**Dataset entries:**
BEGIN
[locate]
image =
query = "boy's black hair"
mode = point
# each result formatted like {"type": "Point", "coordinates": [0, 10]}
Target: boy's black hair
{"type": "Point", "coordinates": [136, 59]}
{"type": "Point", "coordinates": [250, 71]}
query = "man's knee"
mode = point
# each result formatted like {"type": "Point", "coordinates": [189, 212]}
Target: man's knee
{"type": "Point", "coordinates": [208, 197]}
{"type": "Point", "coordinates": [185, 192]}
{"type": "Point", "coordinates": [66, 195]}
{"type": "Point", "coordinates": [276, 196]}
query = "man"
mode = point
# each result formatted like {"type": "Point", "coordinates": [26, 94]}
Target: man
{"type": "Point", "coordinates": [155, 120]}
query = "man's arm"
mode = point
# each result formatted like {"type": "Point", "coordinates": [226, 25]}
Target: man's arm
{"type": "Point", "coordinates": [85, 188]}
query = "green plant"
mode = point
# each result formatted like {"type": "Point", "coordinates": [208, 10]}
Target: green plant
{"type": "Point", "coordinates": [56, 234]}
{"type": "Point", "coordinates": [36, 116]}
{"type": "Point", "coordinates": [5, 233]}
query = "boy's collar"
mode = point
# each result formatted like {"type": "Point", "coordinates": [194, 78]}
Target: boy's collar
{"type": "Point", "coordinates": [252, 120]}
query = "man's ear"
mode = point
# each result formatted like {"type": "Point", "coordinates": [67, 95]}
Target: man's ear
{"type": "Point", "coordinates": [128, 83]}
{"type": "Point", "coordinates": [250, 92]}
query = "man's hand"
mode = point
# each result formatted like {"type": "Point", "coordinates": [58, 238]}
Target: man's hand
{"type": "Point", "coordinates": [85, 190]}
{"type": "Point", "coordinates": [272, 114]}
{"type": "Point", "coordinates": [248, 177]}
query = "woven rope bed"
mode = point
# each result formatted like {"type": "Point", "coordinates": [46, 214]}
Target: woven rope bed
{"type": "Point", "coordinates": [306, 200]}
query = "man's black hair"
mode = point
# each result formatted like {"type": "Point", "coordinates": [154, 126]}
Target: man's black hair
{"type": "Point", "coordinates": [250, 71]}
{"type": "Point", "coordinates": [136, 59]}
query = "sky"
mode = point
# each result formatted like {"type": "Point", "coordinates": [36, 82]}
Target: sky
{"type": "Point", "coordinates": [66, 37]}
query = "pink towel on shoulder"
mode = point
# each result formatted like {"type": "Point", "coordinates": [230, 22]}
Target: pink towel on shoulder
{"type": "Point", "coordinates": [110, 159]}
END
**PROBLEM DESCRIPTION:** All of the data needs to be reproduced exactly, with no line missing.

**WORKED SOLUTION:**
[locate]
image =
query = "boy's black hair"
mode = point
# each result formatted like {"type": "Point", "coordinates": [0, 10]}
Target: boy's black hair
{"type": "Point", "coordinates": [136, 59]}
{"type": "Point", "coordinates": [250, 71]}
query = "man's knee"
mode = point
# each result formatted like {"type": "Point", "coordinates": [189, 212]}
Target: man's knee
{"type": "Point", "coordinates": [208, 197]}
{"type": "Point", "coordinates": [185, 192]}
{"type": "Point", "coordinates": [66, 195]}
{"type": "Point", "coordinates": [276, 196]}
query = "man"
mode = point
# each result formatted like {"type": "Point", "coordinates": [26, 94]}
Target: man
{"type": "Point", "coordinates": [155, 120]}
query = "man's arm"
mode = point
# each result formatted like {"type": "Point", "coordinates": [226, 25]}
Target: man's arm
{"type": "Point", "coordinates": [85, 188]}
query = "green plant"
mode = point
# each result formatted like {"type": "Point", "coordinates": [208, 10]}
Target: green plant
{"type": "Point", "coordinates": [56, 234]}
{"type": "Point", "coordinates": [36, 116]}
{"type": "Point", "coordinates": [5, 233]}
query = "boy's collar"
mode = point
# each result formatted like {"type": "Point", "coordinates": [194, 78]}
Target: boy's collar
{"type": "Point", "coordinates": [252, 120]}
query = "man's ear"
mode = point
# each result formatted like {"type": "Point", "coordinates": [67, 95]}
Target: man's ear
{"type": "Point", "coordinates": [128, 83]}
{"type": "Point", "coordinates": [250, 92]}
query = "man's hand"
mode = point
# each result formatted like {"type": "Point", "coordinates": [58, 238]}
Target: man's hand
{"type": "Point", "coordinates": [85, 190]}
{"type": "Point", "coordinates": [272, 114]}
{"type": "Point", "coordinates": [248, 177]}
query = "woven rope bed"
mode = point
# each result formatted like {"type": "Point", "coordinates": [46, 214]}
Target: woven rope bed
{"type": "Point", "coordinates": [306, 200]}
query = "man's black hair"
mode = point
# each result formatted like {"type": "Point", "coordinates": [154, 126]}
Target: man's black hair
{"type": "Point", "coordinates": [250, 71]}
{"type": "Point", "coordinates": [136, 59]}
query = "sky"
mode = point
# each result formatted like {"type": "Point", "coordinates": [36, 82]}
Target: sky
{"type": "Point", "coordinates": [66, 37]}
query = "pink towel on shoulder"
mode = point
# each result formatted like {"type": "Point", "coordinates": [230, 22]}
Target: pink towel on shoulder
{"type": "Point", "coordinates": [110, 159]}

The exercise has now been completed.